**PASSAGE GIVEN:**
════════════════

Salmon Patties

Dinner tonight was a creative work of genius!

Salmon Patties
1 can wild-caught salmon
1 egg
15-20 Blue Diamond Pecan Nut Thins (you can use any variety of Nut Thins, but I felt pecans would accent the flavor of salmon very well [and I’m allergic to almonds]).
Olive oil

Drain and clean the salmon, removing the skin and any bones (usually a column of vertebrae). Place in a bowl. In the same bowl, crack one egg (raw). In a sealed bag, place the Nut Thins and crush to fine crumbles. Place in bowl. Mix salmon, egg, and cracker mixture. Add enough crackers to make the mixture stiff (able to hold a shape). Form approximately 1 inch thick patties, about the size of a tennis ball. Add olive oil to skillet and heat. Test the temperature of the skillet and oil by sprinkling water – if it sizzles and evaporates quickly, the skillet is ready. Gently place the patties into the skillet (I usually to two at a time). Cook for 1.5 – 2 minutes per side. Serve warm.

I like to serve mine with Miracle Whip (see note from Day One = New Products + New Recipes). My husband likes his with a mixture of Miracle Whip and relish (like a tartar sauce). Tonight, we ate the salmon patties with corn I canned earlier this summer. Delicious and gluten-free!!  I think next time I may serve it with homemade pea salad, too.

════════════════

**EXCERPTED RECORDS:**
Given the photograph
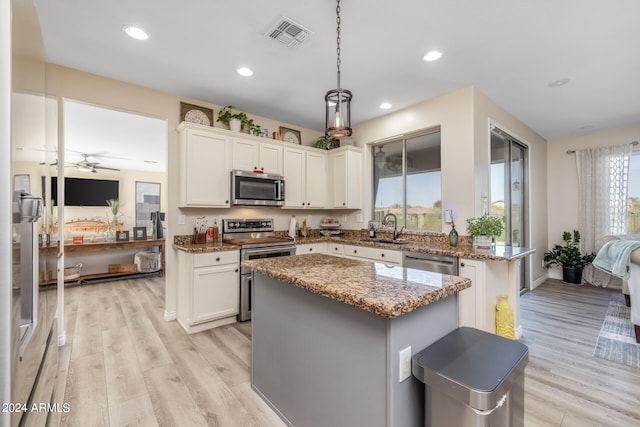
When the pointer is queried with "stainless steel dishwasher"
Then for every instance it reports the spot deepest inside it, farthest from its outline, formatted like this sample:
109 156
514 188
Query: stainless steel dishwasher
443 264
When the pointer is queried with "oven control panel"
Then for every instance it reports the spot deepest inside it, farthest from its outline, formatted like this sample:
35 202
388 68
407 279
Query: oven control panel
246 225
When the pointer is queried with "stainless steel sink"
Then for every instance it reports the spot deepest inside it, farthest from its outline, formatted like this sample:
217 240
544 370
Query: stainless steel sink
388 241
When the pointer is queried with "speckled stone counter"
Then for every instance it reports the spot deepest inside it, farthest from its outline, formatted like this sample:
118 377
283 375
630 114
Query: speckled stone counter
327 333
384 290
466 250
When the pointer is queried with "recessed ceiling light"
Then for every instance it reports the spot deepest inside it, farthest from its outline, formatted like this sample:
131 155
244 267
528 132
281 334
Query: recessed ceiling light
560 82
432 55
135 32
245 72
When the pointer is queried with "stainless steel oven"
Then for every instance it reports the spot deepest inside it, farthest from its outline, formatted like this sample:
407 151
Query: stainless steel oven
256 189
256 240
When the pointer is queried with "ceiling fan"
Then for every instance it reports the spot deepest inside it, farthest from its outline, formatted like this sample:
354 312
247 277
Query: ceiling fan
85 165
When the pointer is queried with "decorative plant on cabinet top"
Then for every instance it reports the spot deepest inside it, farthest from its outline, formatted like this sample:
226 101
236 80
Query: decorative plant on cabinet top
226 117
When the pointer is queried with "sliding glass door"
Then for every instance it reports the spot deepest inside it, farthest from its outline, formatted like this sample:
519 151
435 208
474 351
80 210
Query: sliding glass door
508 190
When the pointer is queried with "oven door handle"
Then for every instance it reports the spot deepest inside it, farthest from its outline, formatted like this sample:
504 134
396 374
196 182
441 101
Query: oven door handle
248 252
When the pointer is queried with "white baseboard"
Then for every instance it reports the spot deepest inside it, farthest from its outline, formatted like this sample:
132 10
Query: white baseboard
539 281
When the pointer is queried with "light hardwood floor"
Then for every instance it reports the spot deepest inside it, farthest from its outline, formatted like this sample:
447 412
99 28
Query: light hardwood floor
123 364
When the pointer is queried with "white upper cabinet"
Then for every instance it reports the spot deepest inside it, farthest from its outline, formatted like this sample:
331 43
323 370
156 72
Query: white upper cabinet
346 168
305 177
249 155
205 163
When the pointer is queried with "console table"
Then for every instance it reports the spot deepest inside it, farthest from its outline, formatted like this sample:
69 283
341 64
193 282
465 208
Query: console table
105 247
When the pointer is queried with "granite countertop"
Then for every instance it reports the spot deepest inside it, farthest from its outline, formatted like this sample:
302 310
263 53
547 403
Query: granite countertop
496 253
375 287
433 246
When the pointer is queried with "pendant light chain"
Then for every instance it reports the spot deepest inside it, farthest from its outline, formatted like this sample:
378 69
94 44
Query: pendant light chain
338 101
338 40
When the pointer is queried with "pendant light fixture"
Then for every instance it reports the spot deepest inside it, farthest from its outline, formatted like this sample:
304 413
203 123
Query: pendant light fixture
338 101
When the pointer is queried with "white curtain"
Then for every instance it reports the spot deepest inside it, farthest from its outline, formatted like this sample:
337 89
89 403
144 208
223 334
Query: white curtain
603 191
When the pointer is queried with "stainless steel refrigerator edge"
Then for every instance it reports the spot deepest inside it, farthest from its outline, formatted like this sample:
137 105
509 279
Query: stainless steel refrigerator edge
28 342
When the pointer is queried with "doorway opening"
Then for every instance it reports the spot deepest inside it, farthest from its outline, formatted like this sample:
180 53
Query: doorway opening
509 190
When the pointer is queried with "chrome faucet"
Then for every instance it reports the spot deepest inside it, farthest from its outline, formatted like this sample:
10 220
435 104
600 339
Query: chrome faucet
396 233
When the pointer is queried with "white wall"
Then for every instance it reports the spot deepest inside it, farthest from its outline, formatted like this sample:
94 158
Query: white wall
464 117
66 83
562 190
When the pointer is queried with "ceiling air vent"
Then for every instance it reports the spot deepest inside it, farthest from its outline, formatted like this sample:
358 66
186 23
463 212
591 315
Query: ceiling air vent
288 32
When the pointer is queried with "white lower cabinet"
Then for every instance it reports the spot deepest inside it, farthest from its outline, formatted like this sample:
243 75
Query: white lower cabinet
311 248
387 256
335 249
472 301
208 289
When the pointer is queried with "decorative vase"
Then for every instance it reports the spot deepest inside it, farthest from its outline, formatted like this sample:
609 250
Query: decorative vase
453 236
482 242
110 235
504 318
235 125
572 275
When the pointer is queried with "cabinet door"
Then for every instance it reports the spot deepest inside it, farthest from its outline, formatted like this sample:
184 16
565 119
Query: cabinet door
339 163
246 155
316 180
347 178
205 165
471 301
294 178
215 293
271 158
311 248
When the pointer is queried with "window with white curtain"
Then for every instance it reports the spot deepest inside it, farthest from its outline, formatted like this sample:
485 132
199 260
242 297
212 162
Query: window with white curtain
633 215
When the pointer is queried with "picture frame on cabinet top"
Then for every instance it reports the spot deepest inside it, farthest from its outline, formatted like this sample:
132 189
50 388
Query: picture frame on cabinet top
195 114
290 135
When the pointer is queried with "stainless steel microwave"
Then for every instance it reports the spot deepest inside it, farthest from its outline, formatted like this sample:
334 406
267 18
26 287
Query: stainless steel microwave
256 189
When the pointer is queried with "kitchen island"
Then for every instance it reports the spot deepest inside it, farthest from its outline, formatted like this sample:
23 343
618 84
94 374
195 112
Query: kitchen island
327 333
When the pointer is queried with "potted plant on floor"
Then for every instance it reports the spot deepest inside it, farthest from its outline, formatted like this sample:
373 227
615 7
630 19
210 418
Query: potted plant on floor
484 229
569 257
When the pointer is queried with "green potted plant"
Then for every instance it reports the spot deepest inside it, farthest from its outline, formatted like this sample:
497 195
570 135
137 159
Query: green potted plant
569 257
114 206
484 229
327 142
237 121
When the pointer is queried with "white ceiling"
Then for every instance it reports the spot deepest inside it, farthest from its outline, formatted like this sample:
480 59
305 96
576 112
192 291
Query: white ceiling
509 49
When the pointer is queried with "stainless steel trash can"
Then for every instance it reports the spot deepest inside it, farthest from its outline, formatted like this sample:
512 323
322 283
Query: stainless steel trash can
473 379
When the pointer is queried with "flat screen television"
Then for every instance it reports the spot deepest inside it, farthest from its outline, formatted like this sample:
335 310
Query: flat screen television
83 191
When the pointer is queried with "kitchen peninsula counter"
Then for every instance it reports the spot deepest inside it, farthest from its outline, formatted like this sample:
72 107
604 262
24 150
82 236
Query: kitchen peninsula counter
327 333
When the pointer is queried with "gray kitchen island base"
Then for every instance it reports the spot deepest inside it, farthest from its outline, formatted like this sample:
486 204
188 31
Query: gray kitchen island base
320 362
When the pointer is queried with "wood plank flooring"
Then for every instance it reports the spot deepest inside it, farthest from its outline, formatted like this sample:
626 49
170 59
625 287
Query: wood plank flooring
123 364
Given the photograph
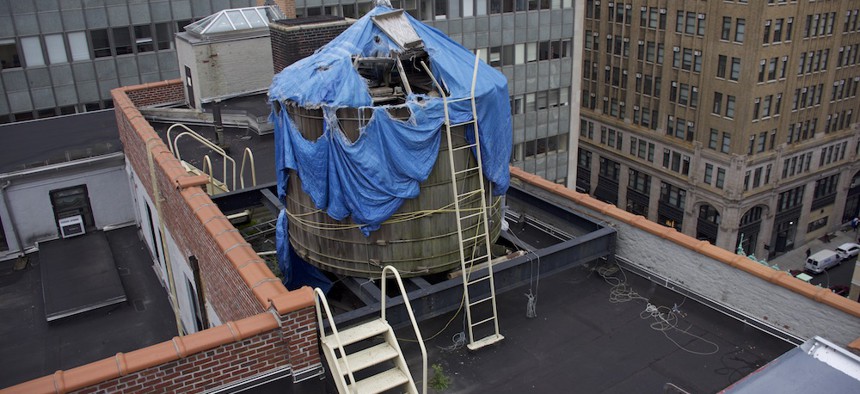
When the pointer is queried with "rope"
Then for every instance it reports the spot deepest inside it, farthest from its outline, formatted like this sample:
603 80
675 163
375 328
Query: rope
534 279
665 319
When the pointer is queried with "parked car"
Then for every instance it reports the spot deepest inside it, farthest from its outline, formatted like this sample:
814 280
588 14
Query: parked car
841 290
848 250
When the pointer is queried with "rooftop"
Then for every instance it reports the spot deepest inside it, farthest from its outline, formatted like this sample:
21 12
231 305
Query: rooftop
30 347
56 140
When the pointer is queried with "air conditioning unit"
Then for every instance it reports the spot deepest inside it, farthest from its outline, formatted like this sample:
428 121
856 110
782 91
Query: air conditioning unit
72 226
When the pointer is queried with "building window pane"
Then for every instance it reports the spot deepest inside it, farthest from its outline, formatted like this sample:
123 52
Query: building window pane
122 40
32 48
101 45
143 38
56 48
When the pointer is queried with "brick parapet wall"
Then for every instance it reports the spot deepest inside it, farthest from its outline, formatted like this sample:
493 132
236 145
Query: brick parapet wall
269 328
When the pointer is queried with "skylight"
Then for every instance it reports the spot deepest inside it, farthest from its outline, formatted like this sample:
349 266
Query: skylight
237 19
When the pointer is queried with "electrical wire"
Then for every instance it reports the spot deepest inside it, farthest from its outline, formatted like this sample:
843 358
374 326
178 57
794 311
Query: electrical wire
665 319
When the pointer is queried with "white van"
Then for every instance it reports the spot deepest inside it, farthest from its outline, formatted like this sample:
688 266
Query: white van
821 261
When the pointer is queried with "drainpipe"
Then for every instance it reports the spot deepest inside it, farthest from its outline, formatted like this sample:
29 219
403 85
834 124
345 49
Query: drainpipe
174 300
11 217
201 291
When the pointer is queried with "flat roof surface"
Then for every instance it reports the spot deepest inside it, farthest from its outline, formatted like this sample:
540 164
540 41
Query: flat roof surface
583 342
31 348
237 139
79 274
56 140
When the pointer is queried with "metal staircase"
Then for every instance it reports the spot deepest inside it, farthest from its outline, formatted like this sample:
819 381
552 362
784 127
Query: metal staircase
367 358
480 311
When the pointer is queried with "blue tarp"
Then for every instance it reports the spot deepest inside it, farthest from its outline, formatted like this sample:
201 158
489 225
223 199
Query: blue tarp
297 272
368 180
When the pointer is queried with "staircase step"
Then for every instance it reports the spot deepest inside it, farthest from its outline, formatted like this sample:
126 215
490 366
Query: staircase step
368 357
486 341
357 333
380 382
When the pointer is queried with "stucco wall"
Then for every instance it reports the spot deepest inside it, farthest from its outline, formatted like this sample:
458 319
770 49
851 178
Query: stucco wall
783 302
29 199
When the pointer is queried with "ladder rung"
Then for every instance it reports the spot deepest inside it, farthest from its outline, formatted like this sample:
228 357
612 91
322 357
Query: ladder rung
464 147
491 318
476 260
470 194
461 123
459 99
479 280
470 169
471 304
470 216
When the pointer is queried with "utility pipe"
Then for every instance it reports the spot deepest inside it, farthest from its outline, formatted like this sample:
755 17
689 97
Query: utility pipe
11 217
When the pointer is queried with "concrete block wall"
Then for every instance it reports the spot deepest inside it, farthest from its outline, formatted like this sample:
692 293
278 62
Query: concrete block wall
199 228
768 295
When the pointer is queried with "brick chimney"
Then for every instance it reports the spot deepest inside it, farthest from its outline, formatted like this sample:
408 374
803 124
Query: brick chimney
288 7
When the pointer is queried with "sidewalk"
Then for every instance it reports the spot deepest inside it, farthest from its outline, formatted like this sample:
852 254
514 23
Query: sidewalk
795 258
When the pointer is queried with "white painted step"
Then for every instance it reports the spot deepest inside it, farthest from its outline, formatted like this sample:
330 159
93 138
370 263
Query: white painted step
368 357
357 333
381 382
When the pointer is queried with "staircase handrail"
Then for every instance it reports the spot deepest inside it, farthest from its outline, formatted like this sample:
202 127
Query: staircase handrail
247 154
319 295
174 148
418 336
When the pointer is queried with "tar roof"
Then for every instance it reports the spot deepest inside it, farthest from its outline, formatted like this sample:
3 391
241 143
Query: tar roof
56 140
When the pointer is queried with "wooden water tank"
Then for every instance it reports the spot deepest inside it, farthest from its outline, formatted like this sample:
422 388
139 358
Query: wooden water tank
421 238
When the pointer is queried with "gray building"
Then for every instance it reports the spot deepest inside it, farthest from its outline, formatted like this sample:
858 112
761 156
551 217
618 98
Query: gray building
60 57
533 43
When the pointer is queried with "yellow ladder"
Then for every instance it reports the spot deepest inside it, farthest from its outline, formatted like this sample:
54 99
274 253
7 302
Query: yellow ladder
479 241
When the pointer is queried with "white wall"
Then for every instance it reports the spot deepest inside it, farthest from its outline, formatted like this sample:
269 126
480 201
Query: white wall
29 200
179 264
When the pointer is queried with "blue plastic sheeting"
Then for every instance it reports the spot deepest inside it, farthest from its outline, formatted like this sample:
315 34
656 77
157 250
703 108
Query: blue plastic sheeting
368 180
297 272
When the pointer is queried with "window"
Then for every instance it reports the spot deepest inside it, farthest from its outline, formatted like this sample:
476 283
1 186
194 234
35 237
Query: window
709 173
101 43
78 45
727 28
56 47
718 103
32 47
740 29
163 36
721 178
736 69
9 57
730 106
143 38
122 41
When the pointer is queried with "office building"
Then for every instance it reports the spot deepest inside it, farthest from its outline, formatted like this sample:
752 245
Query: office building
62 57
731 121
532 42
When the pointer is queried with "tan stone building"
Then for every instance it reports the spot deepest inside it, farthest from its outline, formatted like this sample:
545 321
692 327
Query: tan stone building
732 121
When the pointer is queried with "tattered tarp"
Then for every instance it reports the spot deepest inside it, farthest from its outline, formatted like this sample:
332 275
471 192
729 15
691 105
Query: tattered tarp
369 179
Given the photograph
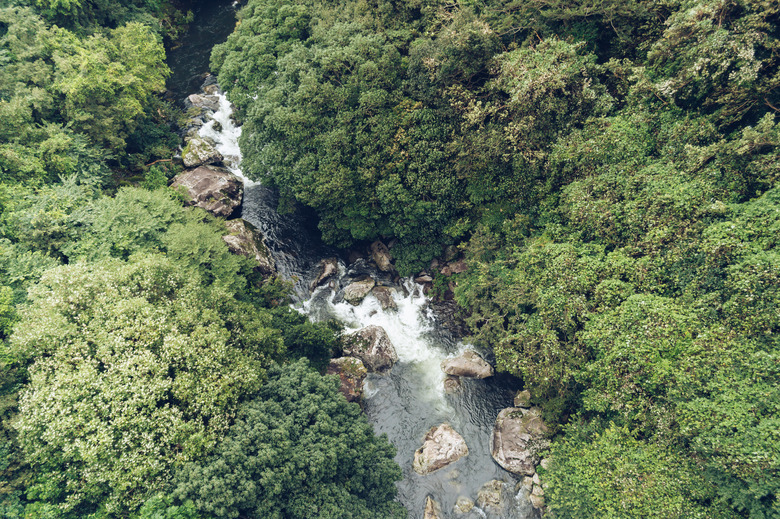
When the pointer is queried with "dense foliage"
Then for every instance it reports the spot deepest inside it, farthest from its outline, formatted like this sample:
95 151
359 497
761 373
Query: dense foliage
133 342
610 172
298 451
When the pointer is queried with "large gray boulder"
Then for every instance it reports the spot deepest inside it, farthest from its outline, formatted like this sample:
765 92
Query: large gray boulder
356 291
385 297
352 373
246 240
199 151
214 189
371 345
204 102
432 509
441 446
490 497
468 364
518 437
329 267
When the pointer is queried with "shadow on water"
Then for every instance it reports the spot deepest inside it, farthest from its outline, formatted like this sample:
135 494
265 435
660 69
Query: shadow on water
408 401
189 58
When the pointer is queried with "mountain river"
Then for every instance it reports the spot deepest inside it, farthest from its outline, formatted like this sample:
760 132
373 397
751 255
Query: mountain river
406 402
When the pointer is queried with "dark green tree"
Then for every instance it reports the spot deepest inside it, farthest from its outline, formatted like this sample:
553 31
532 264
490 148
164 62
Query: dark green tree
297 451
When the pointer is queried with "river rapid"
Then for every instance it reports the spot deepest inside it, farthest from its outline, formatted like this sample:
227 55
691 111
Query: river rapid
406 402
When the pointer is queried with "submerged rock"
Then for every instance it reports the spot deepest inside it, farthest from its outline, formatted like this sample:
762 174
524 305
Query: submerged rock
441 446
214 189
246 240
518 437
204 102
200 151
456 267
490 496
468 364
356 291
432 509
463 505
371 345
385 297
523 399
452 384
329 267
352 373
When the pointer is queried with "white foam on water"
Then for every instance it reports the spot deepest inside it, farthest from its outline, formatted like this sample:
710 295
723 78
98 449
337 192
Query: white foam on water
408 328
226 138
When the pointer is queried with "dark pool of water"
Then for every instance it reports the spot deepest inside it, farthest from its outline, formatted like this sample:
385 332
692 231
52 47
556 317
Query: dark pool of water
189 58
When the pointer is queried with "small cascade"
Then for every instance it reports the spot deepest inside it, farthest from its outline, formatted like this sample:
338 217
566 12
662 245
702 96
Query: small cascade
410 399
222 129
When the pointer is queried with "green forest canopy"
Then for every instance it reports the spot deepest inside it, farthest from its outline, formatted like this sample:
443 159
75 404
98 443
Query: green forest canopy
608 169
610 172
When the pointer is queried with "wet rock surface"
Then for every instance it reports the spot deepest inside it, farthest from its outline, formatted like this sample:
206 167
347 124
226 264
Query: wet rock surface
385 297
432 509
352 373
246 240
198 151
356 291
329 268
468 364
371 345
214 189
518 437
441 447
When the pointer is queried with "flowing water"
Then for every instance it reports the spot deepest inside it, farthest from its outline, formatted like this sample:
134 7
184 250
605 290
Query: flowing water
406 402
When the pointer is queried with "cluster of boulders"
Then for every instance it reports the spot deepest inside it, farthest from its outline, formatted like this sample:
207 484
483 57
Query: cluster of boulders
199 150
215 189
519 437
368 350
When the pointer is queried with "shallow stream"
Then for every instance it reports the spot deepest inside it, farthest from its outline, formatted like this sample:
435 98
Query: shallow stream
406 402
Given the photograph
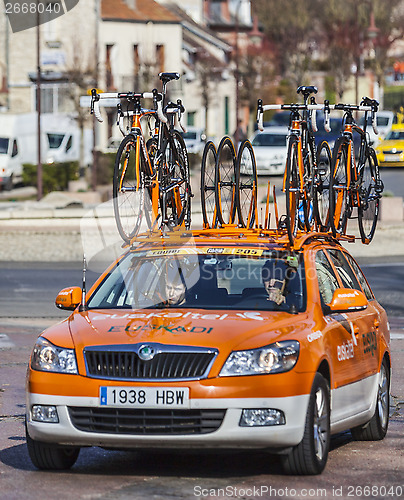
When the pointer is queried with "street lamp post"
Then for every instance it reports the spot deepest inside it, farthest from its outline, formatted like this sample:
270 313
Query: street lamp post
38 106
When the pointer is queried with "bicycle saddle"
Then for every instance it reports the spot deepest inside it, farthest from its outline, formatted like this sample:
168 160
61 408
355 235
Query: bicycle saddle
167 77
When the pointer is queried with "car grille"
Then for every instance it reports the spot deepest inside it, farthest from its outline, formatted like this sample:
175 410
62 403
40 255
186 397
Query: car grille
145 422
118 363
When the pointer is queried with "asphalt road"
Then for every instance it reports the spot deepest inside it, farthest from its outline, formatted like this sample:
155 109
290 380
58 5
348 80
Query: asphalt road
355 469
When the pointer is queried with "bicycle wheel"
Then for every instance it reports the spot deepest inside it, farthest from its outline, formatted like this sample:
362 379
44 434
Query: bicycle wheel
339 199
177 185
322 186
369 195
208 185
292 188
128 188
225 181
246 184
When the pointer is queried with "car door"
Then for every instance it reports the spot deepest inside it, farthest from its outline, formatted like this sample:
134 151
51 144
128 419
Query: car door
370 335
358 395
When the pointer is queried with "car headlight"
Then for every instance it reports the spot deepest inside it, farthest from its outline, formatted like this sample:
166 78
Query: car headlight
274 358
47 357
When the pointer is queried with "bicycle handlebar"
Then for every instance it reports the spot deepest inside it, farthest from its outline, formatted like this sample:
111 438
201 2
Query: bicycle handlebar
96 97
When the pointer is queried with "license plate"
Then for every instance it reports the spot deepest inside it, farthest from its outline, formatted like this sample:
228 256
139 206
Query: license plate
391 157
145 397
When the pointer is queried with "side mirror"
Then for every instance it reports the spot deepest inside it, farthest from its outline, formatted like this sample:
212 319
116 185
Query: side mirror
346 300
69 298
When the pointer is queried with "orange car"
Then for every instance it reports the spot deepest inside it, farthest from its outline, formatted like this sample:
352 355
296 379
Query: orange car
214 339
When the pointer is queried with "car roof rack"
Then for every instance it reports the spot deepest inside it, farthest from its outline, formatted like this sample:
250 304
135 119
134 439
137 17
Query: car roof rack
231 232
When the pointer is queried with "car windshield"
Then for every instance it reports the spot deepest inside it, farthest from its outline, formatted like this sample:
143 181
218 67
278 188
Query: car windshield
271 140
3 145
55 140
208 278
395 135
189 135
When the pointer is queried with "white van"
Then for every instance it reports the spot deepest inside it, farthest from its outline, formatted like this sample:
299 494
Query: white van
60 141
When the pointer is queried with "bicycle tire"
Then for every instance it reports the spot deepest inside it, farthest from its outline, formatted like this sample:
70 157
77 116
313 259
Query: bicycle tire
292 188
178 201
322 186
369 196
306 205
225 182
246 188
339 199
208 201
128 189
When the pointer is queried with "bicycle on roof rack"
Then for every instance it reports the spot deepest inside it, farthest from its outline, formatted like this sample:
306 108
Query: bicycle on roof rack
355 184
151 176
307 173
229 184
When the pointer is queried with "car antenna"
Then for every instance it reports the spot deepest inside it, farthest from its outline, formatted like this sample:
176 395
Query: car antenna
83 306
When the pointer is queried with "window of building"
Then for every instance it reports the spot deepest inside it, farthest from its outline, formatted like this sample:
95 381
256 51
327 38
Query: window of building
55 98
327 281
69 144
15 148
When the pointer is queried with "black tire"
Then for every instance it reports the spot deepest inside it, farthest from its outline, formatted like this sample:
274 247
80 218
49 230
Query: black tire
225 182
369 195
246 184
208 201
309 457
178 200
292 188
339 196
307 218
47 456
128 189
322 186
376 428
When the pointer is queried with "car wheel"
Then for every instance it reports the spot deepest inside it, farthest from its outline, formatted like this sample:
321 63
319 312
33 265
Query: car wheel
309 457
50 457
376 428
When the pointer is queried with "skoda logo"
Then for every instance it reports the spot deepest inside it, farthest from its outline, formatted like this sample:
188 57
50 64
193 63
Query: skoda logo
146 353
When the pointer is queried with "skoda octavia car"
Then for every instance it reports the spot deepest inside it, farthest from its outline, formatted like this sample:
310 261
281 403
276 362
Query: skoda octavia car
214 339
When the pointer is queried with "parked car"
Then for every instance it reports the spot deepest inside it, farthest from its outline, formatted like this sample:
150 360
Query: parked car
390 151
270 150
209 340
195 139
384 122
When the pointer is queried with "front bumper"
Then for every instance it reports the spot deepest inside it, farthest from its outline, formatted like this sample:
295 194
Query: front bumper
229 435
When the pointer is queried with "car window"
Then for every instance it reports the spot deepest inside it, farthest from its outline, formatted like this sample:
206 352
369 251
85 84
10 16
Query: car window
269 140
344 271
361 278
327 281
220 279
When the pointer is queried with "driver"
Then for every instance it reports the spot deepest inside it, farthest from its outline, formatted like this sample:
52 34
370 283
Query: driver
175 288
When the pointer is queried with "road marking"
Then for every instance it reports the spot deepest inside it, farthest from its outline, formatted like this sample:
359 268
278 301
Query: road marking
5 342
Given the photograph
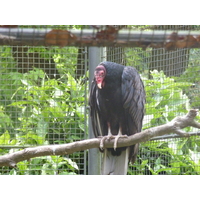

════════════════

**YOUR TASKS:**
a: Transcribe the stretch of the salmon patty recipe from "I like to serve" through "pea salad, too.".
b: In the salmon patty recipe, how long should the patties cook on each side?
c: Resume the salmon patty recipe post after its final sentence.

**RESULTS FOR THE EXERCISE:**
a:
I like to serve mine with Miracle Whip (see note from Day One = New Products + New Recipes). My husband likes his with a mixture of Miracle Whip and relish (like a tartar sauce). Tonight, we ate the salmon patties with corn I canned earlier this summer. Delicious and gluten-free!!  I think next time I may serve it with homemade pea salad, too.

b: They cook for 1.5 to 2 minutes per side.

c:
After dinner, the excitement wore off a bit, as my husband and I went through our cupboards and removed everything that I could no longer have. We still have a few things (like macaroni and cheese, random pasta, and soups) that he’ll finish off. We’ll be taking all unopened items to our local food shelter. The opened food, we’ll be pawning off on friends and family. It is difficult to take food out of your pantry that you love – or realizing the food you just bought, you can no longer have. However, there are a few things that make it easier. I have a wonderful support system – my husband. He supports me, knows that it is difficult, and will – in time – become mostly gluten-free, too. I don’t have any problem with people eating gluten in front of me, but when its in my own cupboard and stares back at me, it’s very tempting! I also have my faith in our Lord and Savior, Jesus Christ. Through Him, all things are possible. He’s challenging me to expand my creative cooking skills. And, I know, from experience, that He will never give me anything I cannot handle. With these two things (and realizing it isn’t the end of the world as I know it), I can carry on. Carry on with my head held high and a smile on my face.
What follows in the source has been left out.